TASK DESCRIPTION: Copy each line below that includes "saddle".

DATA TO EXAMINE:
Content starts

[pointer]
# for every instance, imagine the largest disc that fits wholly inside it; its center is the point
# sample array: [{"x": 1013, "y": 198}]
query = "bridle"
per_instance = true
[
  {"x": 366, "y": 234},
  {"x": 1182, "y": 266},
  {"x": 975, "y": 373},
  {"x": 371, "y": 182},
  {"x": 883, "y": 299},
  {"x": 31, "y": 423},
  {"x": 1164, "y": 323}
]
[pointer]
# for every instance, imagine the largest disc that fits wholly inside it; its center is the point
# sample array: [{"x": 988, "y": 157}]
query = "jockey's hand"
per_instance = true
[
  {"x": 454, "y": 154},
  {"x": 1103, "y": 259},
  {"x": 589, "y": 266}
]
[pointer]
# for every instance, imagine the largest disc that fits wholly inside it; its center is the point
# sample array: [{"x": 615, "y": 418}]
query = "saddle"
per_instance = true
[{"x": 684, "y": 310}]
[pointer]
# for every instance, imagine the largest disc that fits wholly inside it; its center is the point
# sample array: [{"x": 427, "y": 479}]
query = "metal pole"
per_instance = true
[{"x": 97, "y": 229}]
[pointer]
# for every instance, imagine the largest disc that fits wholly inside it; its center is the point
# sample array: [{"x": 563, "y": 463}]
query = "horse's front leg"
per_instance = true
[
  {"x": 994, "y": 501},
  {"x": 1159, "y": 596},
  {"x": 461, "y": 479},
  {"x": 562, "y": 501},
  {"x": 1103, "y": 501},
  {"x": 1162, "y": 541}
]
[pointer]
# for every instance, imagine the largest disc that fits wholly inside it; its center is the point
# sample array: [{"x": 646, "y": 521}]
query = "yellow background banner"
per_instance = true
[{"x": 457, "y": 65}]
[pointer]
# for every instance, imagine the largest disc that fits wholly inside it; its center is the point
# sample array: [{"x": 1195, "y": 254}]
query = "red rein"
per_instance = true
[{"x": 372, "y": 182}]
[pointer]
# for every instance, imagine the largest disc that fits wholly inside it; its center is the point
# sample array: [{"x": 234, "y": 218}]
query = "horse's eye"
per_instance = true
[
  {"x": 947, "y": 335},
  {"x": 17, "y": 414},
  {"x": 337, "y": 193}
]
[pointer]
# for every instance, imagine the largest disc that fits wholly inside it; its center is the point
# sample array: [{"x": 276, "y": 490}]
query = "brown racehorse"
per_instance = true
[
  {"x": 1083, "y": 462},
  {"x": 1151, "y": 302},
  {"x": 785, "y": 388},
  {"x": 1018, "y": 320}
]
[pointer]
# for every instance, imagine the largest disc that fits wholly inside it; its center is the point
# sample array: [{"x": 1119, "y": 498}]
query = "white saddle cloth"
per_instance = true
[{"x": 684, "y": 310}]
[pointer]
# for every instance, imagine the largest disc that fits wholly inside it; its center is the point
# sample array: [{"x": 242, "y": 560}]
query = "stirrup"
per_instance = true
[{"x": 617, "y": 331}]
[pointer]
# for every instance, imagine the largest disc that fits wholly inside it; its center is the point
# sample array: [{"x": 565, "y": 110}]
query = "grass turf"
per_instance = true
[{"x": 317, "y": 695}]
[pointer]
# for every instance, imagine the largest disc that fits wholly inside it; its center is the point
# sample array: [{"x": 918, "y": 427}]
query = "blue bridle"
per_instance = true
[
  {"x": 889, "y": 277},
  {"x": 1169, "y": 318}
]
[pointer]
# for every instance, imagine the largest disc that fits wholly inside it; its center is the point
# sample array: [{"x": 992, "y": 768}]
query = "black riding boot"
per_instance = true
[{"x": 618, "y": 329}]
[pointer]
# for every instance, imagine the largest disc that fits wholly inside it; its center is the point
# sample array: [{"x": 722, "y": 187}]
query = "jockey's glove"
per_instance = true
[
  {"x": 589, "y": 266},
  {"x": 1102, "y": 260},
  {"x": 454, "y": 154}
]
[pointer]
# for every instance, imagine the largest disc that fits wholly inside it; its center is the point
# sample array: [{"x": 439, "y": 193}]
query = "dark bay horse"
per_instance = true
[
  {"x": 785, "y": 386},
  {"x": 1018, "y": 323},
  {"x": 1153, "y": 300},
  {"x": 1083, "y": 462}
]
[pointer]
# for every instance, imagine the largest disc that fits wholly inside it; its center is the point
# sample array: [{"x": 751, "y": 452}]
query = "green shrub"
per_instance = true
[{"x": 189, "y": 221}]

Content ends

YOUR RESPONSE:
query = "saddle"
query = "white saddle cloth"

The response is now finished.